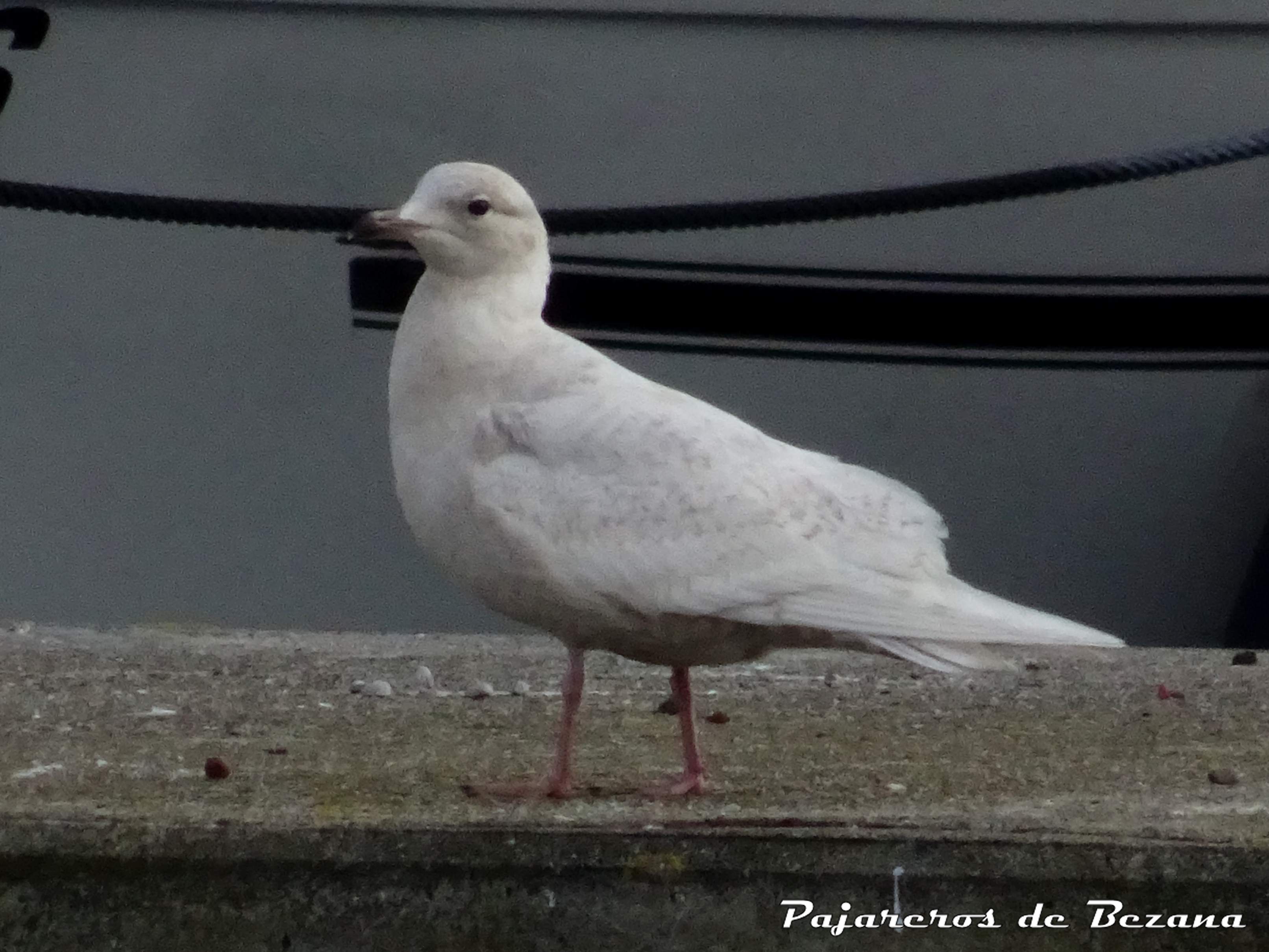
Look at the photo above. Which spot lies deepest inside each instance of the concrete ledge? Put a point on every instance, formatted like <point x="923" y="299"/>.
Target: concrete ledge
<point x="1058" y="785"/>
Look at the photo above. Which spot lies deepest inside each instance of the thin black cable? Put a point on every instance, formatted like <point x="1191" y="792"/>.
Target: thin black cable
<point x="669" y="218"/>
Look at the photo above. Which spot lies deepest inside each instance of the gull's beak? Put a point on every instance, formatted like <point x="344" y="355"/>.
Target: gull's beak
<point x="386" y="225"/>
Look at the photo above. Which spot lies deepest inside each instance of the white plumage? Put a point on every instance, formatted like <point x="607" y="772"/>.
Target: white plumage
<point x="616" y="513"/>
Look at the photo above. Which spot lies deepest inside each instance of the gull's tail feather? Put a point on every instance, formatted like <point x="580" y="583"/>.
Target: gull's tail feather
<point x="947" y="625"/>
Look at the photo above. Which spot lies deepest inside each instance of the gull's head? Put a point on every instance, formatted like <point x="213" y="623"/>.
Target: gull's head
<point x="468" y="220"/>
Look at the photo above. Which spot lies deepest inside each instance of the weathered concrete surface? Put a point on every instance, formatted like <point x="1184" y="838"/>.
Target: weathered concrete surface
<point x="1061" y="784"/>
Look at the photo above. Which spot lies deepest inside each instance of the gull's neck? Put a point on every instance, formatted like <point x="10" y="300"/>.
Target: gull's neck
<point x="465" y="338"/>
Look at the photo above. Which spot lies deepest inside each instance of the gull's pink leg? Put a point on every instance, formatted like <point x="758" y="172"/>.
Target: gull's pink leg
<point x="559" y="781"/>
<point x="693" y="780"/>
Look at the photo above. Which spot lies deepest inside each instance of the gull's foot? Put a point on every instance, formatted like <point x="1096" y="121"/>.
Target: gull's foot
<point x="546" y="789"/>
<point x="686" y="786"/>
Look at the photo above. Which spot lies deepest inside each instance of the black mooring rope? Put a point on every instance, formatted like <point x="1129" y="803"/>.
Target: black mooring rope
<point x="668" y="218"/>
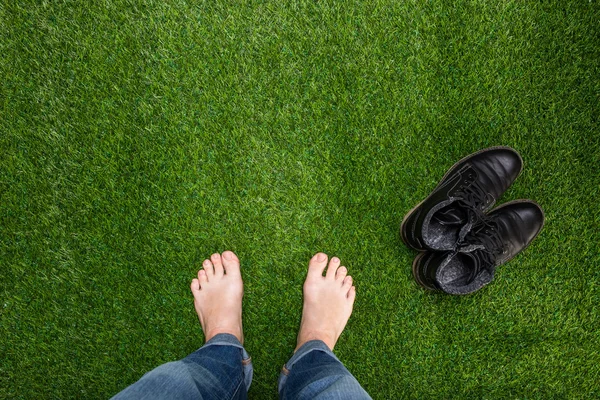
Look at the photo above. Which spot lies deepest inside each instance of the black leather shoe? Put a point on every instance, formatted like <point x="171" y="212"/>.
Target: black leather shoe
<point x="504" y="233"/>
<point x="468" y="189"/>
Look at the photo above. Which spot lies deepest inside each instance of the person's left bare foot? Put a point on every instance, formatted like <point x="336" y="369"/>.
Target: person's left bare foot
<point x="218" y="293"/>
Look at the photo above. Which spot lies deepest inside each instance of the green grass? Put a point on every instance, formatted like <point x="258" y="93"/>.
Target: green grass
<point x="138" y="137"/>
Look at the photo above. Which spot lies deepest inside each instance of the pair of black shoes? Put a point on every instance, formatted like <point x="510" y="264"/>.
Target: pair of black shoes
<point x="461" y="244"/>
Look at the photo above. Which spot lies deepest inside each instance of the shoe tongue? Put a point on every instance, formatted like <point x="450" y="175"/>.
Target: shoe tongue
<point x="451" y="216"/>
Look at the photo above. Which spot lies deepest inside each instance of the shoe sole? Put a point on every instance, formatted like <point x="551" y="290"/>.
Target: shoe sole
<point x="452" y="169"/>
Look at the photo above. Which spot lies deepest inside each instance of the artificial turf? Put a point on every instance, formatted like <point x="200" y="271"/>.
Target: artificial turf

**Aim**:
Write out all of the data above word for word, from the first line to the last, but leave out the pictures.

**Complete output**:
Look at the photo above. Which spot lies deepest inside each instance of the concrete ledge? Put a point on every instance, formatted like <point x="923" y="299"/>.
Target: concrete ledge
<point x="1058" y="785"/>
Look at the photo above. Which spot lies deepest inside each instance of the thin black cable? Put a point on every instance, formatted like <point x="1191" y="792"/>.
Target: thin black cable
<point x="669" y="218"/>
Look at the photo above. Which spot lies deepest inside each instance of the gull's beak? Put a point on every instance, formatted like <point x="344" y="355"/>.
Target: gull's beak
<point x="386" y="225"/>
Look at the photo above. Which spot lies deepest inside each instance of the white plumage? Put a point on every instance, formatted like <point x="607" y="772"/>.
Target: white plumage
<point x="616" y="513"/>
Look at the photo above. Which spot lies deepest inside each instance of the gull's tail feather? Put a point on every instance, formatted like <point x="580" y="583"/>.
Target: gull's tail feather
<point x="947" y="625"/>
Look at the photo above. Which spot lies deepest inside each instance of the gull's head? Put a point on every instance, formatted like <point x="213" y="623"/>.
Target: gull's head
<point x="468" y="220"/>
Look at the photo above. Which spot lies deepest inside each instance of the weathered concrete surface? Put a point on every instance, formatted like <point x="1184" y="838"/>.
Target: weathered concrete surface
<point x="1061" y="784"/>
Look at the photo above. Which spot lies deepest inside each instance of the gull's neck? Put a point on every instance, formatted like <point x="10" y="300"/>.
Target: gull's neck
<point x="465" y="338"/>
Look at the photo above. Which spot lies deepest inside each instance of the gull's pink leg? Put a point on every instance, formatted like <point x="758" y="172"/>.
Target: gull's pink leg
<point x="559" y="781"/>
<point x="693" y="780"/>
Look at the photo above. Which spot lies deepest inside each instance of the gull's foot? Put a point on every instance, formatted like <point x="1096" y="121"/>.
Target: gull's foot
<point x="546" y="789"/>
<point x="686" y="786"/>
Look at the photo above. Which spot lies deepest inside each instance of the black mooring rope? Put a point on every instance, formatted like <point x="1129" y="803"/>.
Target: black mooring rope
<point x="668" y="218"/>
Look at the photo above. Which spot lies deepest inside each instance of the black leather shoe? Put a point on every instance, formatted like <point x="171" y="212"/>.
Target: black leather shoe
<point x="504" y="233"/>
<point x="468" y="189"/>
Look at the photo above. Which spot lies deepest inside each instance of the person's left bare foot? Put a point on every instance, formatted like <point x="336" y="369"/>.
Target: person's left bare foot
<point x="218" y="293"/>
Look at the photo above. Which spot lies deepest inside each instance of the green grass? Put a point on every instance, formatted like <point x="258" y="93"/>.
Target: green grass
<point x="138" y="137"/>
Look at the photo above. Which spot lies deepest inside each instance of the pair of black shoes? Put a point on every instance, formatted like <point x="510" y="264"/>.
Target: pair of black shoes
<point x="461" y="244"/>
Look at the photo above. Which spot lies deepest inside each instance of the shoe tongue? Put a point on every instance, formatted like <point x="450" y="175"/>.
Target: shoe tongue
<point x="451" y="216"/>
Look at the photo above. Which spot lies deepest inside each instance of the shoe sole? Put a point on every instance, formatted like <point x="551" y="290"/>.
Target: shoe sole
<point x="452" y="169"/>
Look at the photo above. Which spot lies deepest inside each instance of the artificial turf? Put a point on every instance, formatted like <point x="200" y="271"/>.
Target: artificial turf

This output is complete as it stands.